■ Exercise description
What is needed is an exact copy of every line from the one containing "of the clear" through the end of the entries; please set it down without any pictures.

+===+

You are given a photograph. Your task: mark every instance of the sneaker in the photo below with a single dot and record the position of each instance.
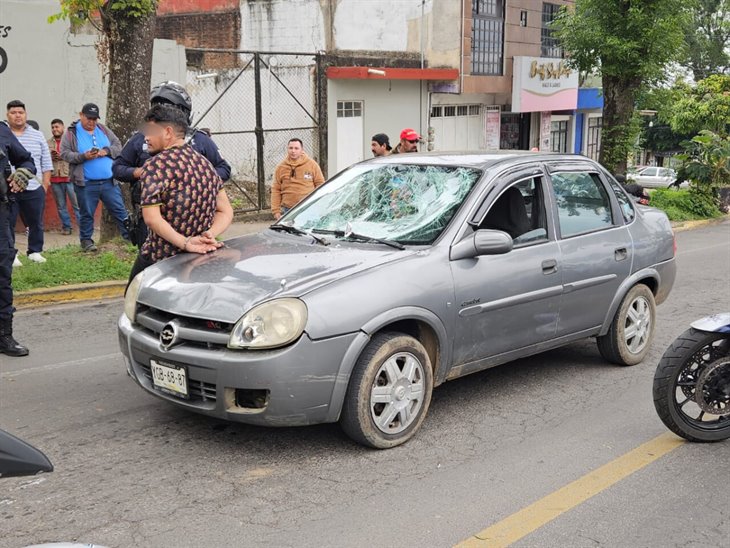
(36, 257)
(88, 245)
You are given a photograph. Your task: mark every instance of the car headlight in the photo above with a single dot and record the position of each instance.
(270, 325)
(130, 297)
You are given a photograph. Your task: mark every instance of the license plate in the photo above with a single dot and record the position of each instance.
(169, 378)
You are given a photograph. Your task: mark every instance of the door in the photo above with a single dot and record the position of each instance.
(595, 246)
(506, 302)
(350, 145)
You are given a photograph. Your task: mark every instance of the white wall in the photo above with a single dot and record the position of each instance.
(53, 71)
(390, 106)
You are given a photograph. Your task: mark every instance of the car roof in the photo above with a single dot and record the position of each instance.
(482, 160)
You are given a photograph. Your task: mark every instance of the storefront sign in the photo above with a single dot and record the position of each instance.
(493, 128)
(543, 84)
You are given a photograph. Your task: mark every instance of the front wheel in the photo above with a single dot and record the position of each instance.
(389, 391)
(692, 386)
(629, 338)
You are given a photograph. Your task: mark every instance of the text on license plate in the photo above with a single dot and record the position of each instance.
(169, 378)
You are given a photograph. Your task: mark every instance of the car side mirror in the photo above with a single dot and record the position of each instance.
(18, 458)
(482, 242)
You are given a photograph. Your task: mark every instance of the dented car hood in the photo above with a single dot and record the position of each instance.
(225, 284)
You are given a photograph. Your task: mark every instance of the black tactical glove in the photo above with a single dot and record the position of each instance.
(20, 178)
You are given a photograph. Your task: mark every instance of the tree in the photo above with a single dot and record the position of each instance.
(707, 34)
(706, 107)
(125, 49)
(629, 42)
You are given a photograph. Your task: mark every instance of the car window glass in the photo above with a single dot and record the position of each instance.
(627, 206)
(583, 203)
(411, 204)
(520, 212)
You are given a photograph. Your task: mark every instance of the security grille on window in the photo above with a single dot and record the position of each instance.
(550, 46)
(593, 144)
(487, 39)
(349, 109)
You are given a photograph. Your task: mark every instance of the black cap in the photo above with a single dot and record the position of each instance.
(90, 110)
(382, 139)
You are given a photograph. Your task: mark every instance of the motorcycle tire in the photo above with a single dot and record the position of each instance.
(678, 375)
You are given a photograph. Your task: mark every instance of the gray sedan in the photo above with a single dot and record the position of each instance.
(400, 274)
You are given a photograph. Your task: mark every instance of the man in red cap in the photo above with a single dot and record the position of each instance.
(409, 140)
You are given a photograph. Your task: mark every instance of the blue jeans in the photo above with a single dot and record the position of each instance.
(30, 205)
(60, 191)
(88, 197)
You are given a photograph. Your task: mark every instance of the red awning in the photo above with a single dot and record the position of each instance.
(378, 73)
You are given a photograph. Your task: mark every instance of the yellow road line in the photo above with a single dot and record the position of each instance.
(522, 523)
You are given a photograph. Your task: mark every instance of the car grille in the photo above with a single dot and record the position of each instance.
(192, 331)
(198, 390)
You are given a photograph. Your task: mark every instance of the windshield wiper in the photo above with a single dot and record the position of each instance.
(361, 237)
(299, 232)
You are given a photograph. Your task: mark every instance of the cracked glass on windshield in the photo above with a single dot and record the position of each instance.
(411, 204)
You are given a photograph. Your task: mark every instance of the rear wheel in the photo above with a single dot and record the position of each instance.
(692, 386)
(632, 330)
(389, 391)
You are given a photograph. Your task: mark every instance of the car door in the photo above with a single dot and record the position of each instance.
(595, 246)
(506, 302)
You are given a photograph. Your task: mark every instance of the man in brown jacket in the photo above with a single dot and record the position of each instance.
(60, 184)
(294, 179)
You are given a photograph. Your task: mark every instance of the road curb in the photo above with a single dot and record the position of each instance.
(680, 226)
(69, 293)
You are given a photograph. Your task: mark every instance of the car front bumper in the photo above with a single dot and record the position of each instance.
(295, 383)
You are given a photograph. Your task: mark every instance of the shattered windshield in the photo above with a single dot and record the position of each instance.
(411, 204)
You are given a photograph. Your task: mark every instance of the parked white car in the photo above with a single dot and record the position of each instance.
(655, 177)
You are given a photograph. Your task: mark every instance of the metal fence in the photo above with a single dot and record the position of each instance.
(253, 103)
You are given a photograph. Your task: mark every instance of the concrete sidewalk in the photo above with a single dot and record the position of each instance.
(54, 239)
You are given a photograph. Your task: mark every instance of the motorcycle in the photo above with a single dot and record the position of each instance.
(692, 381)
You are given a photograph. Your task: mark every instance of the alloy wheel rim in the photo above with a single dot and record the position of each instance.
(397, 394)
(638, 325)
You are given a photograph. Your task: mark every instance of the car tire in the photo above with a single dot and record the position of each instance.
(389, 391)
(629, 338)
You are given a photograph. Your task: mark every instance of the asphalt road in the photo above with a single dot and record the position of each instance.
(132, 470)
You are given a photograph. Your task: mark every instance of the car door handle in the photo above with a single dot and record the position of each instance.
(550, 266)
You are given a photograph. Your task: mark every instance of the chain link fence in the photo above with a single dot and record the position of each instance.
(252, 104)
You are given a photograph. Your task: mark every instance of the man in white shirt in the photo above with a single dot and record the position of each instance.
(31, 203)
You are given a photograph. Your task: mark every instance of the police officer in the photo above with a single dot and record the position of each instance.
(128, 165)
(11, 151)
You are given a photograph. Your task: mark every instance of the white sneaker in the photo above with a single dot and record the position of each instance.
(37, 258)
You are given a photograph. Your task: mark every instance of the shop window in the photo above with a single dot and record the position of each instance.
(559, 136)
(549, 43)
(487, 39)
(593, 141)
(349, 109)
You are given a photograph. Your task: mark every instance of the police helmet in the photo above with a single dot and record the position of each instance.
(172, 93)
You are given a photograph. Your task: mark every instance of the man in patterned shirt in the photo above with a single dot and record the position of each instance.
(183, 201)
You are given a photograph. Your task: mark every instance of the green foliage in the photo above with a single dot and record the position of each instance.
(70, 265)
(685, 205)
(707, 34)
(79, 11)
(707, 107)
(706, 162)
(629, 39)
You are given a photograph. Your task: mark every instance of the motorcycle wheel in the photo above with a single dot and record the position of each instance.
(692, 386)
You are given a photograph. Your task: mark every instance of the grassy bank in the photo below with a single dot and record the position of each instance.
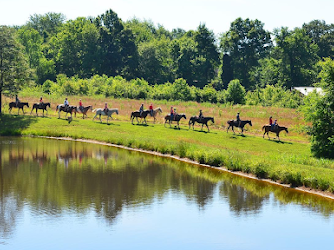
(289, 161)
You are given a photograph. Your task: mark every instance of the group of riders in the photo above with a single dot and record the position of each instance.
(173, 113)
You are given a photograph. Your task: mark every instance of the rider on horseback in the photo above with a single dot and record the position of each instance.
(141, 109)
(17, 101)
(41, 102)
(151, 109)
(66, 103)
(171, 113)
(80, 106)
(238, 119)
(200, 116)
(105, 110)
(271, 123)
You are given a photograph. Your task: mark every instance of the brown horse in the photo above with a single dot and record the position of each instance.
(155, 112)
(20, 105)
(136, 114)
(40, 106)
(203, 120)
(276, 129)
(84, 110)
(68, 109)
(241, 124)
(176, 118)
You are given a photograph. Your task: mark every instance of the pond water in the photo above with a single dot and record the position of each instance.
(73, 195)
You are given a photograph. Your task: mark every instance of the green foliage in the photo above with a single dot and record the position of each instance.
(275, 96)
(320, 113)
(236, 92)
(14, 69)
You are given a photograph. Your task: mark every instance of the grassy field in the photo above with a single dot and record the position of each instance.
(288, 161)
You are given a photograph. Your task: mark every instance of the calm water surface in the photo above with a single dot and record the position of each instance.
(71, 195)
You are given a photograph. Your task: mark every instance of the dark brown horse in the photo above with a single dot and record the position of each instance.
(203, 121)
(66, 109)
(276, 129)
(176, 118)
(241, 124)
(84, 110)
(43, 106)
(20, 105)
(142, 115)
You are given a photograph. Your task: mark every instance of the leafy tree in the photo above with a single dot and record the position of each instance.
(76, 46)
(47, 25)
(14, 70)
(207, 55)
(227, 70)
(33, 43)
(236, 92)
(322, 34)
(117, 47)
(297, 57)
(320, 113)
(246, 42)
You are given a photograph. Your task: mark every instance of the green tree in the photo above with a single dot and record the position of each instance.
(322, 34)
(297, 57)
(47, 25)
(246, 42)
(14, 70)
(236, 92)
(117, 46)
(320, 113)
(33, 44)
(208, 54)
(76, 48)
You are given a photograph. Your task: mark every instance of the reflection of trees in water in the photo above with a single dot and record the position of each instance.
(240, 200)
(10, 208)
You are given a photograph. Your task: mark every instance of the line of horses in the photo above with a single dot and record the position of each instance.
(143, 115)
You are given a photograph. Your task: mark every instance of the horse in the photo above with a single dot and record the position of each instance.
(20, 105)
(203, 120)
(100, 112)
(84, 110)
(136, 114)
(68, 109)
(176, 118)
(241, 124)
(277, 129)
(40, 106)
(155, 112)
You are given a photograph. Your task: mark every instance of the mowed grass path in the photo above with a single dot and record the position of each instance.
(289, 161)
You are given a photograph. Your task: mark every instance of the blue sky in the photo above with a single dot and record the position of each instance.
(185, 14)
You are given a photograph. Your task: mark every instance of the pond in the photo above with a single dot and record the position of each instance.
(73, 195)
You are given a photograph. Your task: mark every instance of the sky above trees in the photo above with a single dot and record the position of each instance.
(185, 14)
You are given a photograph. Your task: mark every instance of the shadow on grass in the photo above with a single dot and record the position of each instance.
(14, 124)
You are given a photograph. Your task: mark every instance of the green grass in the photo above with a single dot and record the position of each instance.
(285, 162)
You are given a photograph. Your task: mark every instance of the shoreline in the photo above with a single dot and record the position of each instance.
(323, 194)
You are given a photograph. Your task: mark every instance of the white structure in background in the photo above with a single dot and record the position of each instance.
(306, 90)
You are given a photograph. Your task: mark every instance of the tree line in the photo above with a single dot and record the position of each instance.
(106, 45)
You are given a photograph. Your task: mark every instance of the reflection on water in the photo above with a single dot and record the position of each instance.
(71, 182)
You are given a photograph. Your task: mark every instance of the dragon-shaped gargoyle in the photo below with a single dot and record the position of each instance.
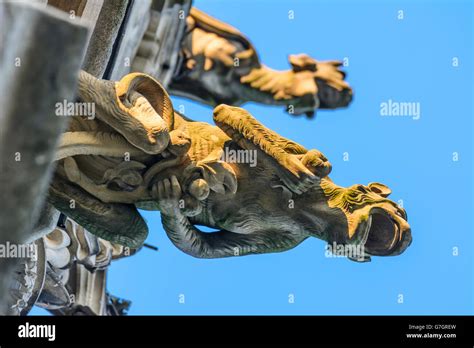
(139, 153)
(220, 65)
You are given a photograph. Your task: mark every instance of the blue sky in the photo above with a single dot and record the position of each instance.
(403, 60)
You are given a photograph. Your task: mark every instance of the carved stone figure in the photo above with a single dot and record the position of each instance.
(220, 65)
(138, 152)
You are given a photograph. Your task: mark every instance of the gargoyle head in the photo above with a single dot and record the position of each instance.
(320, 84)
(362, 215)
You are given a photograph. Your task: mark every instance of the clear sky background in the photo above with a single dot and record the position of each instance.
(404, 60)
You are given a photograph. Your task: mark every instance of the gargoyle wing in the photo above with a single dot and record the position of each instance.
(297, 167)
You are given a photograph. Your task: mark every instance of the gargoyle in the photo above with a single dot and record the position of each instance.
(138, 152)
(219, 65)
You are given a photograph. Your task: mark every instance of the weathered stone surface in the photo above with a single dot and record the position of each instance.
(158, 52)
(41, 53)
(103, 38)
(198, 178)
(218, 64)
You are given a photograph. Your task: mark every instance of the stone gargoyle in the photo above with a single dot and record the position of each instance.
(220, 65)
(262, 193)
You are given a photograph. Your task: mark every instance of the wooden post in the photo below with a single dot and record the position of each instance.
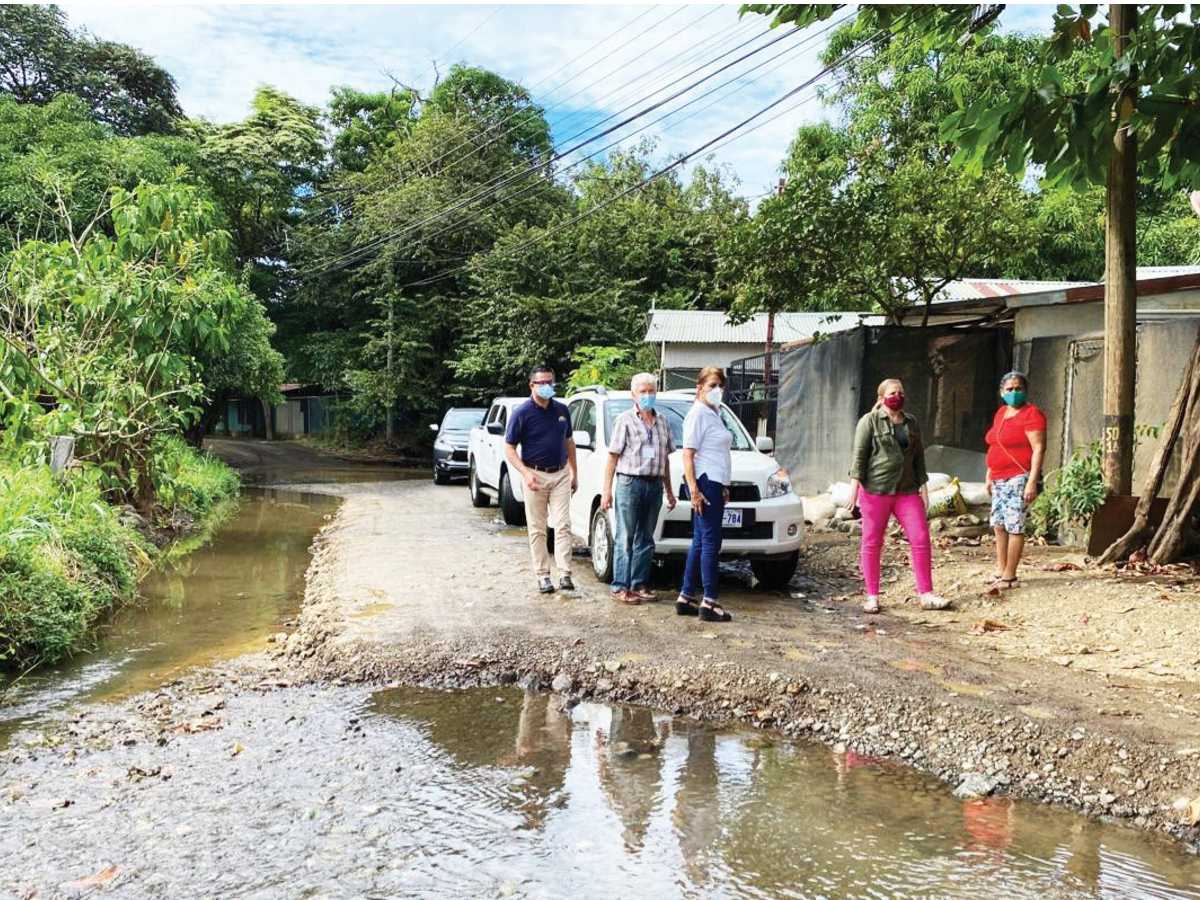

+===+

■ Reply to the exercise
You are given a photograph. Your task: mark every instance of the clear sky background in the photo above with a single dot and record the position of each instance.
(404, 60)
You are given a photograph. Your task: mark every instance of the gargoyle wing in the photo above with a single dot and record the position of each instance.
(297, 167)
You are given a photograph. Your task: mark every instance of the gargoyle in the photo above with a single dot and record the position of each instance.
(138, 152)
(219, 65)
You are given a photograph. Your task: mark every instance of the weathered stone surface in the photo above with a single dot and record the position of each instance.
(158, 52)
(41, 53)
(103, 38)
(198, 178)
(218, 64)
You are given a photograph. Your task: mark every instance of the stone gargoyle in the photo above with a single dot and record the position of each instance.
(220, 65)
(262, 193)
You are given a photograph. Your task: mark every instance of the wooden post in the photo below with a single dot and record the position of each instance.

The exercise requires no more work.